原作では真相を高槻が語る前に深町の能力が回復しているため、溝もあっさりと修復されているが、ドラマでは回復しないまま深町は高槻との関係を解消するという後味の悪い終わり方をしている(多分次回には治っていると思いたい)。これは単純に能力が回復しなかっただけでなく、ドラマではまだ深町が高槻の過去についてほとんど知らないことも関係している。原作では能力の有無に関わらず、高槻と深町も怪異が原因で辛い幼少期を送っているという共通項があり、それが二人をつなぐかすがいとして機能していたのだが、ドラマの方は高槻の過去についてまだ言及されていないため、深町にとって高槻に関わる意味があまりないと判断したのも納得の範囲なのだ。

高槻の過去について殊更に焦らしていたのがこの展開を生み出すためだったと思えば、ドラマはドラマなりに緩急付けた物語として単調にならないよう工夫しているということなのだろう。また、原作以上に瑠衣子や難波の存在がクローズアップされ助手の替えがいつでもきくようになっているのもポイントで、深町が高槻の助手でなければならない必然性をぐらつかせるライバル的存在になっているのもドラマとしてよく出来たポイントではないだろうか。

 

アイデンティティという名の牢獄

今回の民俗学ネタと言えば幽霊がテーマだが、正直な所原作もドラマも幽霊に関する蘊蓄が謎解きとあまり関わっているとは言えず、真相も自作自演(ただし協力者はいる)という点では2話の藁人形の回と同じ。動機も映画の宣伝という俗的なものだから、ミステリとしては酷く凡庸で面白みに欠けるという評価をせざるを得ない。ただそれでも今回の物語が大きな意義を持っていると感じたのは、女優の藤谷更紗と深町の二人がアイデンティティの問題で苦しむというこの一点に集約される。

 

藤谷は過去のヒット作以降売りになる作品が出ず、落ち目の女優として懊悩していた所、霊感女優として再び注目されるようになり今度の映画をヒットさせる必要に迫られていた。それが自作自演の幽霊騒動につながった訳だが、結局の所「霊感女優」という肩書きは彼女が過去に体験したこと(幽霊を見たという経験)のコピーにしか過ぎず、それをずっと演じ続けなければいけない、それを失うと女優としての自分がなくなってしまう不安・恐怖にずっと囚われるという不幸が彼女の背景にはあるのだ。
⁂
• **練習問題**:
**a.** ドラマ評によると、藤谷更紗はどのような女優として再び注目されるようになったか答えなさい。
**b.** ドラマ評の続きを、最後の文のあとから書き継ぎなさい。
記録はドラマ評とは別の出典から取ったものである。
⁂
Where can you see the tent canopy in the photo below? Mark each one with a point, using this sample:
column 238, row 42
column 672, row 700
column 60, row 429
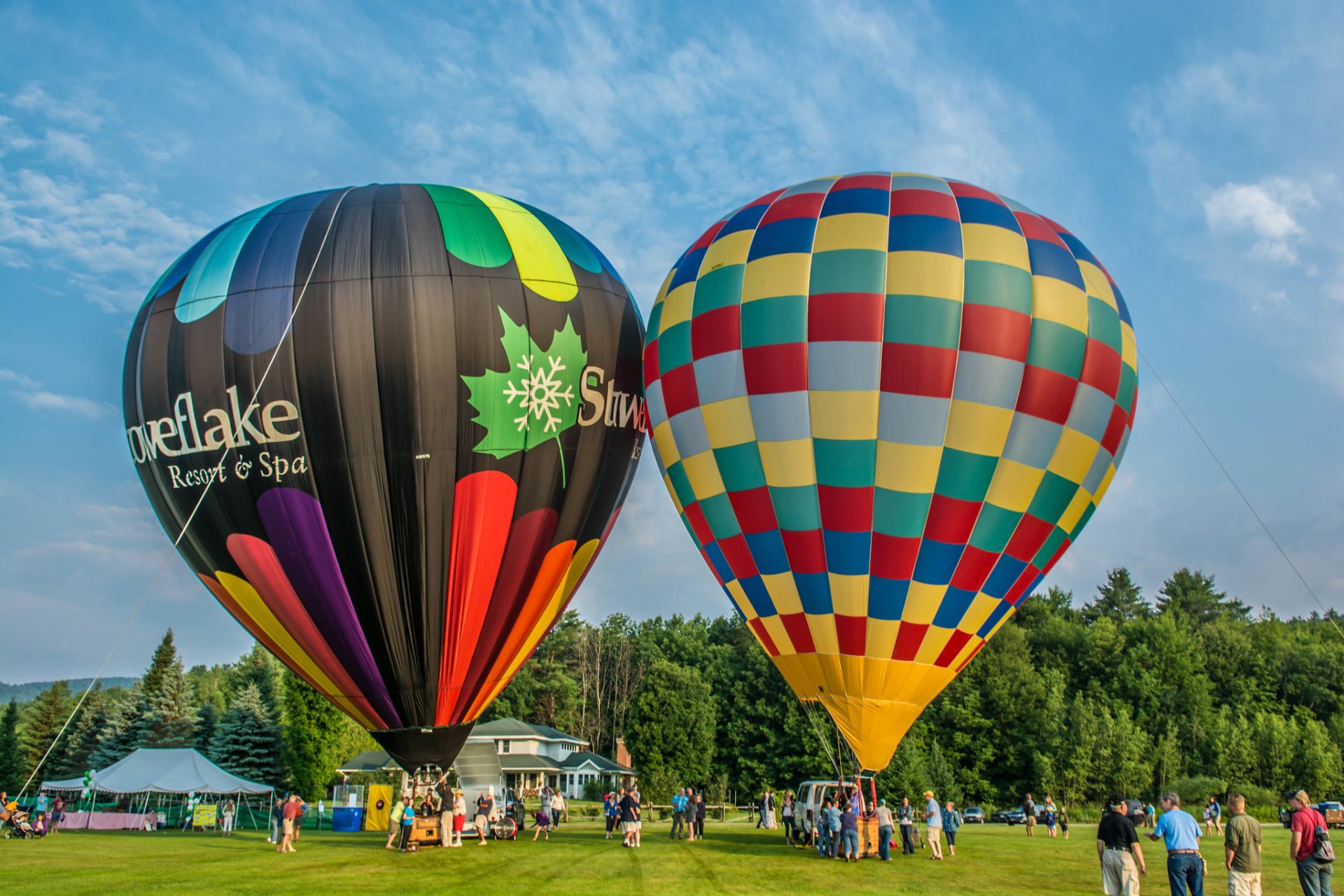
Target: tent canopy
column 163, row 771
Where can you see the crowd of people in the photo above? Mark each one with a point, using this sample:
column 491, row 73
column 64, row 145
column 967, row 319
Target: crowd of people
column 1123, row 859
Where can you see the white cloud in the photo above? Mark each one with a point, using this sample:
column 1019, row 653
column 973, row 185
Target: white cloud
⁂
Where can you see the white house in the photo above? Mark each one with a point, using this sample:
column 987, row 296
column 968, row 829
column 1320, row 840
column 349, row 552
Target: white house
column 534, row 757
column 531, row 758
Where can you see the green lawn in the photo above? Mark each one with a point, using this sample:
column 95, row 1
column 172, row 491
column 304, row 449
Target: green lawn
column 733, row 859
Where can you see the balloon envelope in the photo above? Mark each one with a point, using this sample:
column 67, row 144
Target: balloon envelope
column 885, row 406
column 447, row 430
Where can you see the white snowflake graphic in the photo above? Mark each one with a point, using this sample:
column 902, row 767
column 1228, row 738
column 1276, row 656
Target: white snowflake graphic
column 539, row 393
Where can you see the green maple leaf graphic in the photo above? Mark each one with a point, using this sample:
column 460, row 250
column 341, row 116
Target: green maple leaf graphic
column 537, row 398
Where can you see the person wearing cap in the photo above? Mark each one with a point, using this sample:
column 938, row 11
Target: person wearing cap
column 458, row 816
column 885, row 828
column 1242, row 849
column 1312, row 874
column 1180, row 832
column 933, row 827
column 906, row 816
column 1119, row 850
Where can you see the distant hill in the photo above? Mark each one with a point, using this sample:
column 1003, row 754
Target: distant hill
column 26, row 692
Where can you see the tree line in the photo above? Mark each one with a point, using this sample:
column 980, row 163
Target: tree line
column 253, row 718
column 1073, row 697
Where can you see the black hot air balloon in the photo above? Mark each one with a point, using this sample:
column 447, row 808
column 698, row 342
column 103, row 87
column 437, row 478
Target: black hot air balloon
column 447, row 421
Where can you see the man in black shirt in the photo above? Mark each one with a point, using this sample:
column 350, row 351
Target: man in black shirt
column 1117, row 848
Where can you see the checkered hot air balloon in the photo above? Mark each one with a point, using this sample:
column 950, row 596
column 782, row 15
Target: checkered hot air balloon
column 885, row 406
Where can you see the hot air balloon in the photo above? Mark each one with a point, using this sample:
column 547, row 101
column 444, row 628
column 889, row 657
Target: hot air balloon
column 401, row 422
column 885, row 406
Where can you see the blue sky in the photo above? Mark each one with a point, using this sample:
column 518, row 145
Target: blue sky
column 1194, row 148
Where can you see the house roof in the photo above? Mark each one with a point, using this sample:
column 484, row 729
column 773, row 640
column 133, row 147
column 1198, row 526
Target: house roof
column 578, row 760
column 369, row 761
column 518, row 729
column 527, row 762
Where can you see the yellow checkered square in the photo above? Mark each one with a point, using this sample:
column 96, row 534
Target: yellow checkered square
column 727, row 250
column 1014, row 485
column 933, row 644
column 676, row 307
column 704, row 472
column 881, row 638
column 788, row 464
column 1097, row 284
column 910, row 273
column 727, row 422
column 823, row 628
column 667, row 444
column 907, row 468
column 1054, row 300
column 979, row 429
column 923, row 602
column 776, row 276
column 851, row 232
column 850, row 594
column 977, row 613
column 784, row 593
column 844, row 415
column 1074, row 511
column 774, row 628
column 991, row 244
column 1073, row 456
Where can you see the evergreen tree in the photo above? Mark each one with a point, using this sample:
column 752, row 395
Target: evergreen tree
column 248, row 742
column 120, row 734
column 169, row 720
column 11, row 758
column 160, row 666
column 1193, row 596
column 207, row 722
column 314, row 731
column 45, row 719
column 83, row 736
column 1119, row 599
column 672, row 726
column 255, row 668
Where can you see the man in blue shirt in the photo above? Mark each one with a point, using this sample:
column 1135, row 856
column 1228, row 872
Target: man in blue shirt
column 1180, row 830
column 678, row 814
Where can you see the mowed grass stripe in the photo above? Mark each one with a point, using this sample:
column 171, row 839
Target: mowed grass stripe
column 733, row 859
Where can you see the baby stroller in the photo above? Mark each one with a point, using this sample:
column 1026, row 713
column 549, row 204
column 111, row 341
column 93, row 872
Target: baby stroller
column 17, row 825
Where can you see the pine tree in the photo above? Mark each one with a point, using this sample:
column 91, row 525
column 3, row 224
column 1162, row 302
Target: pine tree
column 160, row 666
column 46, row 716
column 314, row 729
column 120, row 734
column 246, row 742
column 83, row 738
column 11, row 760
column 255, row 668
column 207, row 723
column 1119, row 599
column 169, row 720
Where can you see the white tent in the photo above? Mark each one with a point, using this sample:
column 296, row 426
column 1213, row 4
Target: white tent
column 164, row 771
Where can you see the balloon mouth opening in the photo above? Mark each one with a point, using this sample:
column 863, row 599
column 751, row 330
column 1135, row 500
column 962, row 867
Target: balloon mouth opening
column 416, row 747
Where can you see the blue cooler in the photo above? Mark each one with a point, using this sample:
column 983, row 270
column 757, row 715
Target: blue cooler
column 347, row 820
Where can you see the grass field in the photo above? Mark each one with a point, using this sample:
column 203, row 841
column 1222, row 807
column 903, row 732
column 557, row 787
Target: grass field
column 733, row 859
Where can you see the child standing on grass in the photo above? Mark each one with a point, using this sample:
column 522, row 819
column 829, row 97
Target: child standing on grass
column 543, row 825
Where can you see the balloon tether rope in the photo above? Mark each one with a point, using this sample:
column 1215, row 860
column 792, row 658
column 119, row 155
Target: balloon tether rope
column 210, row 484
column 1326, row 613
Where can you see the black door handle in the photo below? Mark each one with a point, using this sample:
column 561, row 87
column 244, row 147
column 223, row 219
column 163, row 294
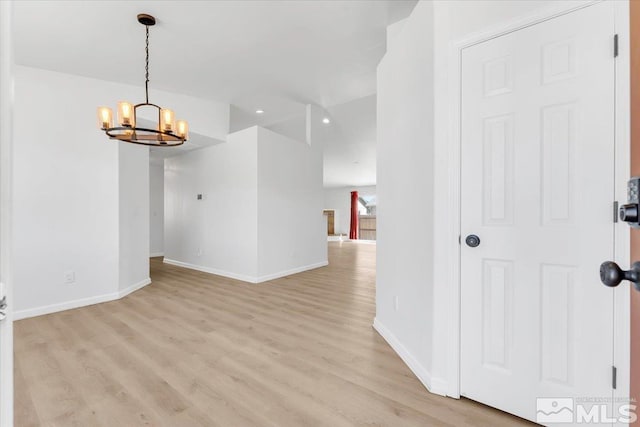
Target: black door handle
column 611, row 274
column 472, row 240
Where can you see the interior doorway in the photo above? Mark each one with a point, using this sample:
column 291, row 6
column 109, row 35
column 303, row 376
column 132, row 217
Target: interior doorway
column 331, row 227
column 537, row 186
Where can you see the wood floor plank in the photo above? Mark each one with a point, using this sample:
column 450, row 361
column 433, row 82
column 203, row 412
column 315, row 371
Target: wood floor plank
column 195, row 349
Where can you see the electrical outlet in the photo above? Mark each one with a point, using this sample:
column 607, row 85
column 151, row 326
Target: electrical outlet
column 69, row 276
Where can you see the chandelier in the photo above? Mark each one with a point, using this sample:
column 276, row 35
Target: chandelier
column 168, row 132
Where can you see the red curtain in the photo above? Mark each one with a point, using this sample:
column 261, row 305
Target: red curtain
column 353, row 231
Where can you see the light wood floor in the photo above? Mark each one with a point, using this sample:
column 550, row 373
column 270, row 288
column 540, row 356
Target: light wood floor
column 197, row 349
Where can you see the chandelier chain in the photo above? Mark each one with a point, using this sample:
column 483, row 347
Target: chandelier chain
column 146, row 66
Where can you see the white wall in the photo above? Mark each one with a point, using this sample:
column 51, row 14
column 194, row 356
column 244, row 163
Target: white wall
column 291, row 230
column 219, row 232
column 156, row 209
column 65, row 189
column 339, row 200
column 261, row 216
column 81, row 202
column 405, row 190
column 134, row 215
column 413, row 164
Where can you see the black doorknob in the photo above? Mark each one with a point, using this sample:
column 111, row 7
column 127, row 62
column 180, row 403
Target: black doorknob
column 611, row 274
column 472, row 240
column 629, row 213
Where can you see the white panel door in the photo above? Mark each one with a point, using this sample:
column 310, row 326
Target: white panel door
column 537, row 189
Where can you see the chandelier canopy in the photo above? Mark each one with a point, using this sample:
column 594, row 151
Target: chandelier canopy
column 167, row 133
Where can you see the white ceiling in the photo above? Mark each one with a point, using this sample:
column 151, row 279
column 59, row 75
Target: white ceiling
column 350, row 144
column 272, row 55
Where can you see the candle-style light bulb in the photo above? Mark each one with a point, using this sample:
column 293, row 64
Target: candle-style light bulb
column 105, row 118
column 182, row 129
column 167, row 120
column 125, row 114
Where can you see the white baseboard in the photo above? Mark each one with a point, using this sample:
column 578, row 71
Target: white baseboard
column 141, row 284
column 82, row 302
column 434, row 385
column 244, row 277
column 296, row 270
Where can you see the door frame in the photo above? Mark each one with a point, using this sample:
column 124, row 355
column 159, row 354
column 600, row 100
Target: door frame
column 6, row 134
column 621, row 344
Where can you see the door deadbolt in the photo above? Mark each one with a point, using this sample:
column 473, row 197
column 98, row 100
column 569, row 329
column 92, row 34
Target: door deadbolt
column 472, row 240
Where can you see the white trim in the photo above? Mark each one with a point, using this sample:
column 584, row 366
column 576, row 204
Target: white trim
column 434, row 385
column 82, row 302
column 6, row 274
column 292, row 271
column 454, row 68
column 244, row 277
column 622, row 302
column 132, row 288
⁂
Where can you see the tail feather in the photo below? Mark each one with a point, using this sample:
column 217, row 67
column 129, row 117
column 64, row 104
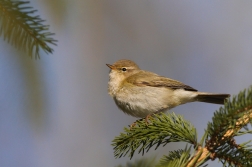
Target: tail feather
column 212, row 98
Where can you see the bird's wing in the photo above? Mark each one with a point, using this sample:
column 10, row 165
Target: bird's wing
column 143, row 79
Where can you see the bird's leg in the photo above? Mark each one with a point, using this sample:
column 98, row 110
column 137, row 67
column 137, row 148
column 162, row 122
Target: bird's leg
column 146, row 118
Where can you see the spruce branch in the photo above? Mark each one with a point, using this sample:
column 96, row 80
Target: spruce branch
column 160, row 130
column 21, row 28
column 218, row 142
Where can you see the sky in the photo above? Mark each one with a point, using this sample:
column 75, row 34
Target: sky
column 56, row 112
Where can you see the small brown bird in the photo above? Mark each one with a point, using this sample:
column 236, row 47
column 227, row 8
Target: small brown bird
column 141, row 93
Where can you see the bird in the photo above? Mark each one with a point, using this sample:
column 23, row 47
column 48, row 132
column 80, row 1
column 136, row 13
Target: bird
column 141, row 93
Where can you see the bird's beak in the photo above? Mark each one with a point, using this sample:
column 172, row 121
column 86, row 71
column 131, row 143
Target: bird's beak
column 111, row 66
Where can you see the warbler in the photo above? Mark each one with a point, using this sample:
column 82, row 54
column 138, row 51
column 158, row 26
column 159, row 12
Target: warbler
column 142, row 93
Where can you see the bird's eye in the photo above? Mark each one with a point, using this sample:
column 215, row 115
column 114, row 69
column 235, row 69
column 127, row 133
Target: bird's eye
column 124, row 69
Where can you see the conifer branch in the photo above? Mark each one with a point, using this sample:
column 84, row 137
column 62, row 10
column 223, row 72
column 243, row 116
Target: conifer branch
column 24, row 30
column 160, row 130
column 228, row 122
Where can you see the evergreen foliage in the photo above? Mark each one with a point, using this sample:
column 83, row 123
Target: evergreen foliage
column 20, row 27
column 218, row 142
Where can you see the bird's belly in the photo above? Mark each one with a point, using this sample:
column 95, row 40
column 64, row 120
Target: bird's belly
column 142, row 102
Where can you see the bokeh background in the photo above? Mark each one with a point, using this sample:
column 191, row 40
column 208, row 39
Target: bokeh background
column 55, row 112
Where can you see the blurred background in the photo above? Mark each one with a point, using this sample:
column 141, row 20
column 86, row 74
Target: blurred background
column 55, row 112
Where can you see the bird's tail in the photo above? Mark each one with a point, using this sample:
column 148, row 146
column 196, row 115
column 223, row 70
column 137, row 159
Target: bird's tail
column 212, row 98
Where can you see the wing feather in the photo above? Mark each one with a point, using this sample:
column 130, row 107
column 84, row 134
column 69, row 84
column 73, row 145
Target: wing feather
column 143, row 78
⁂
• **解答**:
**a.** 霊感女優として注目されるようになった。

**b.**
そして深町の場合は、当初は自分にとって障害であった能力がなくなり人並みになれたことを喜んでいたが、高槻の助手としてこの能力が必要だったことや、嘘か本当かわからないが故の不安が今度は彼に降りかかるようになった。これは本人も自覚しないうちに嘘を聞き分ける能力が彼にとってのアイデンティティになっていたことを示している。アイデンティティというのは何も自分にとってプラスになるものとは限らない。障害やハンデも(本人がいらないと思っていても)アイデンティティになるし、それは無意識レベルで本人の人格形成につながっているからだ。

 

※:そのヒット作にしても口がきけない役どころだったようで(冒頭の瑠衣子の発言から)、彼女が外見だけで評価されただけなのではないかというコンプレックスにもなっていた可能性が高い。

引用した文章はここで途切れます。